§ **EXERCISE DESCRIPTION**
Copy every item below word for word, leaving out the pictures.

§ **ROWS**
* * * *
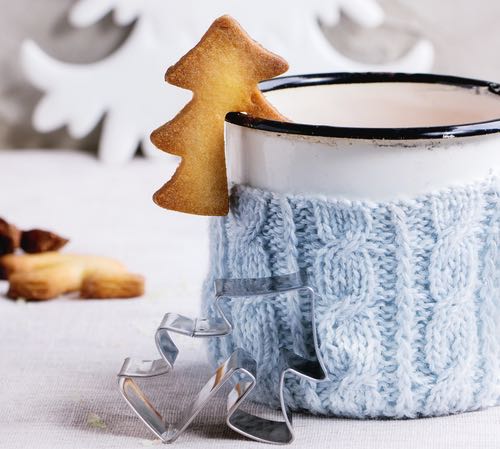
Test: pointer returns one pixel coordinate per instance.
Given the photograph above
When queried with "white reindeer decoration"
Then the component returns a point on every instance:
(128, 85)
* * * *
§ **RESPONSE**
Test: pointer returns one pixel coordinate per instance.
Given the photograph above
When queried with "white reindeer decoration"
Then the component returns a point on every instance:
(128, 85)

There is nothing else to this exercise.